(Source extract):
--- --- ---
Just when it looked like travel nightmares were so 2022, the Federal Aviation Administration shut down air traffic for several hours this week — the first time since Sept. 11, 2001.
Passengers are still feeling ripple effects as thousands of flights were canceled or delayed, a purgatory which is starting to feel like a familiar place for those of us who travel a lot.
I speak from personal experience: I traveled during the week between Christmas and New Year’s, and it felt like everything that could go wrong did: delayed flight, a family of five scattered across the plane and not seated together, a wheelchair attendant no-show, two seats downgraded from first class, no room for our carry-on handbags so we had to check them in, exorbitant waits for a rental car only to be told the SUV we booked was not available.
But this is the reality of travel (and childbirth, too): You forget the pain of the journey once it’s over.
Because this problem seems to be with us for some time, I turned to the best travel expert I know, veteran aviation journalist Benét Wilson, for her advice on how to make the logistics of getting from here to there a bit easier. Below is what she advises:
I was a Girl Scout when I was a kid, so when it comes to travel, I use their motto: Be prepared. How do I do this?
I download my airlines’ app. The app can tell you about flight delays and cancellations, and can even proactively rebook you.
Have an independent travel app like Kayak. In case the worst happens, you can find alternative flights. Please note that Southwest and other low-cost airlines (Spirit, Frontier, Allegiant and Sun Country) are not on these apps.
Check your wallet for credit cards. Depending on which one you have, you can call its concierge for help. And your cards can cover things such as trip interruption/cancellation, trip delays and lost luggage, to name a few.
--- --- ---
[Free-text descriptions of objects]
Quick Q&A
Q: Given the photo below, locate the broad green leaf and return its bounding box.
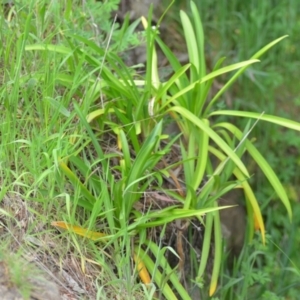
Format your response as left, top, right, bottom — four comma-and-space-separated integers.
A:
210, 110, 300, 131
165, 59, 259, 106
216, 123, 292, 219
206, 35, 287, 112
168, 106, 250, 177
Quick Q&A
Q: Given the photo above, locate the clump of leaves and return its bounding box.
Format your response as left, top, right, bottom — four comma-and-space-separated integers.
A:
26, 2, 300, 299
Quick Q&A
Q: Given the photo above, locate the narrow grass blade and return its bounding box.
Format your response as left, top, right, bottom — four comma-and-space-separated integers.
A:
59, 161, 96, 210
217, 120, 292, 219
169, 106, 250, 177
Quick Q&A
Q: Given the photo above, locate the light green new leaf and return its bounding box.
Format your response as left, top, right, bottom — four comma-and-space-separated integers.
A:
168, 106, 250, 177
216, 122, 292, 218
210, 110, 300, 131
165, 59, 259, 106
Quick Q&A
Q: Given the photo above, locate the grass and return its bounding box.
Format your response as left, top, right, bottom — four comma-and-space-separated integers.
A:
0, 1, 299, 299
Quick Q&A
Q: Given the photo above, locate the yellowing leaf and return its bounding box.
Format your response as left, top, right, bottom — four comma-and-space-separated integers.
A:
133, 253, 151, 285
51, 221, 107, 241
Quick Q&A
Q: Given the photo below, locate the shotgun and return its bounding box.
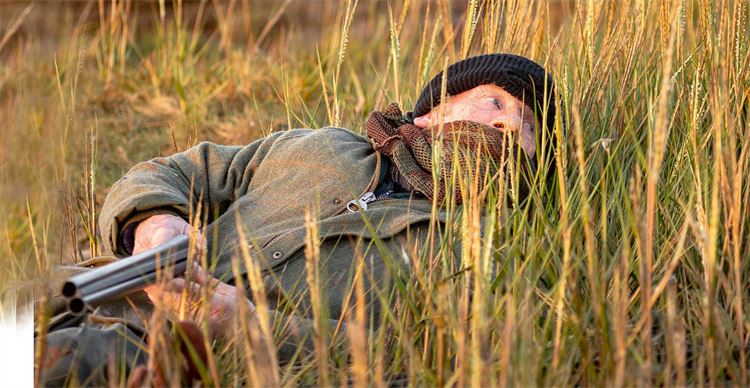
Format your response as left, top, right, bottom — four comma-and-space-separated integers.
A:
62, 236, 190, 315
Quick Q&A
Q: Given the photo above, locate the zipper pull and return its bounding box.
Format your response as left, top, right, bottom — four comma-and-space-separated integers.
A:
346, 191, 375, 213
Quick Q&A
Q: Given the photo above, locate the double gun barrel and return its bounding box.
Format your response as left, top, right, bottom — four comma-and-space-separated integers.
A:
62, 236, 190, 314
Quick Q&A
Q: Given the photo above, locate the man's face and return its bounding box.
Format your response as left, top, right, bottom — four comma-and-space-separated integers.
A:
414, 85, 536, 156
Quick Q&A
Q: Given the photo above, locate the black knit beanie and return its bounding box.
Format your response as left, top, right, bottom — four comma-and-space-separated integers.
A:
411, 54, 555, 130
407, 54, 555, 186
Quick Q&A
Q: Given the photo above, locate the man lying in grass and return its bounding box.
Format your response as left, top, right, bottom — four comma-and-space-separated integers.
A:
44, 54, 555, 383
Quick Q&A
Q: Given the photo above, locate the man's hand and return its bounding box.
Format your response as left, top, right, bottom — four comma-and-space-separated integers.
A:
144, 264, 255, 337
133, 214, 198, 255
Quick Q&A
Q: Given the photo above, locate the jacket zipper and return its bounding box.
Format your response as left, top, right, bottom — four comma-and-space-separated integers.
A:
346, 190, 393, 213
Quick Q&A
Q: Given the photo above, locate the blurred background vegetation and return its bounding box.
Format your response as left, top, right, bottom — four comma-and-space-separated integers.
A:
0, 0, 750, 385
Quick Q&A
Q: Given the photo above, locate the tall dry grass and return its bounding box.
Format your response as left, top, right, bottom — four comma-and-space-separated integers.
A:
0, 0, 750, 386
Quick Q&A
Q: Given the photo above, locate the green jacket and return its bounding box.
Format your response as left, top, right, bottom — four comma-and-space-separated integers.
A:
99, 128, 442, 279
99, 128, 456, 359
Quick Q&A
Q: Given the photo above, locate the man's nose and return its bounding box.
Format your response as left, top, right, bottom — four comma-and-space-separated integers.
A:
492, 116, 521, 133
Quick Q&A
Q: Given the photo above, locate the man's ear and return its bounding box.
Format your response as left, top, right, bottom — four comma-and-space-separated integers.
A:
414, 111, 432, 128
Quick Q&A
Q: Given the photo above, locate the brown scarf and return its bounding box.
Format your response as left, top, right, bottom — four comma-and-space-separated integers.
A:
365, 103, 528, 204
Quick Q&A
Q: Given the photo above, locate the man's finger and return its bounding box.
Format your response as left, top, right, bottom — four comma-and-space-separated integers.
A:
193, 263, 221, 287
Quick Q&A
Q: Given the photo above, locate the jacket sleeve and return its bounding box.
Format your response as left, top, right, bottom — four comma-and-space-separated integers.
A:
99, 131, 292, 255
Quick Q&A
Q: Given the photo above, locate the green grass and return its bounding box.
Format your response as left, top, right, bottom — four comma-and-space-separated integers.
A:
0, 0, 750, 386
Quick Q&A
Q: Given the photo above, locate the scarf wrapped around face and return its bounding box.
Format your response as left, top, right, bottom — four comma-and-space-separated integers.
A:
365, 103, 528, 204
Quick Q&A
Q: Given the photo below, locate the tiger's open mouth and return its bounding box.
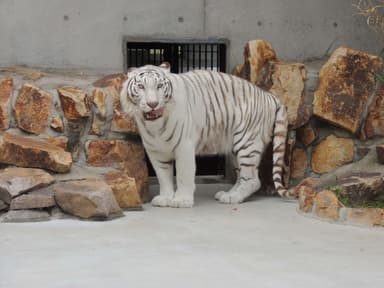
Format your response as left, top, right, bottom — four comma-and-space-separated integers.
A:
143, 107, 164, 121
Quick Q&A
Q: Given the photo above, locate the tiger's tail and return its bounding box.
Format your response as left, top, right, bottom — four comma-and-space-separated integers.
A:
272, 104, 296, 198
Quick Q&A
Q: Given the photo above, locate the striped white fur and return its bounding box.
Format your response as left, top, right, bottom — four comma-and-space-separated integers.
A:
120, 63, 290, 207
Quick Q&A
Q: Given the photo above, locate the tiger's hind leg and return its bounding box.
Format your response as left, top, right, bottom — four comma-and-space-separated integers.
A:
215, 144, 264, 204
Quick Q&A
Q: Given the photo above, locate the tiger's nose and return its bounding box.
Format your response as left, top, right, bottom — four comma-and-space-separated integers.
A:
147, 101, 159, 109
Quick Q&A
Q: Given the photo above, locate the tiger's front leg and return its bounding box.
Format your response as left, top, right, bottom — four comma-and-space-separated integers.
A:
170, 141, 196, 208
147, 150, 175, 207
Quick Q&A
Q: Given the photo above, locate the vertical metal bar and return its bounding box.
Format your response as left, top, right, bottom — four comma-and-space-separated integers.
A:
192, 44, 195, 69
204, 44, 208, 69
185, 44, 189, 71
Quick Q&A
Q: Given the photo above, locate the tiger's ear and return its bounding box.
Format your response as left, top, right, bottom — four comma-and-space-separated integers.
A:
159, 62, 171, 72
127, 67, 137, 78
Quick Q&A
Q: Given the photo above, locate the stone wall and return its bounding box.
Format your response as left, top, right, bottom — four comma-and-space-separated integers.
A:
0, 67, 148, 221
234, 40, 384, 185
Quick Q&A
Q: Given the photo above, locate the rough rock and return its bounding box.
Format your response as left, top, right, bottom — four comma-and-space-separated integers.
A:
296, 123, 317, 146
289, 178, 320, 213
313, 47, 384, 133
291, 148, 308, 178
86, 140, 149, 201
312, 135, 354, 174
0, 210, 50, 223
0, 168, 55, 204
315, 190, 341, 221
0, 200, 8, 211
86, 140, 144, 168
50, 116, 64, 133
93, 73, 128, 91
14, 84, 52, 135
53, 180, 122, 219
376, 144, 384, 164
240, 40, 277, 84
0, 78, 13, 130
360, 84, 384, 140
104, 172, 141, 209
0, 132, 72, 173
338, 172, 384, 207
346, 208, 384, 226
9, 186, 56, 210
108, 87, 139, 134
57, 87, 91, 120
258, 61, 310, 129
44, 136, 68, 150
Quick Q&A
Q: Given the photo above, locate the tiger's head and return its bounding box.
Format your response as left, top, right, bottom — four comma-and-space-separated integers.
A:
120, 63, 172, 121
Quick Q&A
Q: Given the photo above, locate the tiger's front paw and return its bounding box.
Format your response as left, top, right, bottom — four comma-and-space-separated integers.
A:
169, 195, 193, 208
151, 195, 172, 207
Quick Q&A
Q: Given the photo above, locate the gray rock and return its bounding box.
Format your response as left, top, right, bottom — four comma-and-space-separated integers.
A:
53, 180, 122, 219
0, 210, 50, 223
0, 168, 55, 204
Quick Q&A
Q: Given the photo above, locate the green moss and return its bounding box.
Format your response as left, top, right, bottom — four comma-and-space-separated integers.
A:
328, 185, 384, 208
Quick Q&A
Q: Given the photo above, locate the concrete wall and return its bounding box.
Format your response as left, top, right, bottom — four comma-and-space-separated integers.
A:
0, 0, 384, 71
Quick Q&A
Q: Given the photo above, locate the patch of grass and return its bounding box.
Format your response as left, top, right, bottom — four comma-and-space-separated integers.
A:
328, 185, 384, 209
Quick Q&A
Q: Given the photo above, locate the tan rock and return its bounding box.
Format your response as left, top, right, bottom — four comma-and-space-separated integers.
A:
14, 84, 52, 135
51, 116, 64, 133
0, 78, 13, 130
315, 190, 341, 221
346, 208, 384, 226
291, 148, 308, 178
312, 135, 354, 174
313, 47, 384, 133
86, 140, 144, 168
296, 123, 317, 146
360, 84, 384, 139
376, 144, 384, 164
0, 200, 8, 211
0, 133, 72, 173
241, 40, 277, 84
89, 88, 107, 135
9, 191, 56, 210
0, 168, 55, 204
108, 87, 139, 134
44, 136, 68, 151
86, 140, 149, 201
57, 87, 91, 120
258, 61, 310, 129
93, 73, 128, 91
104, 172, 141, 209
1, 210, 50, 223
53, 179, 122, 219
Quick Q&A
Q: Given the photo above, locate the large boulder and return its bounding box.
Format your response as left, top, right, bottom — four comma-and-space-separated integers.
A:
0, 132, 72, 173
312, 135, 354, 174
313, 47, 384, 133
257, 61, 310, 129
57, 87, 91, 120
0, 78, 13, 130
53, 179, 122, 219
0, 168, 55, 204
14, 84, 52, 135
104, 172, 141, 209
--- --- ---
(Brief): Rewrite the part of the travel article that opens with "I speak from" and closes with "once it’s over.", swapping "handbags" for "backpacks". These entries have nothing to do with the text.

(Your response):
I speak from personal experience: I traveled during the week between Christmas and New Year’s, and it felt like everything that could go wrong did: delayed flight, a family of five scattered across the plane and not seated together, a wheelchair attendant no-show, two seats downgraded from first class, no room for our carry-on backpacks so we had to check them in, exorbitant waits for a rental car only to be told the SUV we booked was not available.
But this is the reality of travel (and childbirth, too): You forget the pain of the journey once it’s over.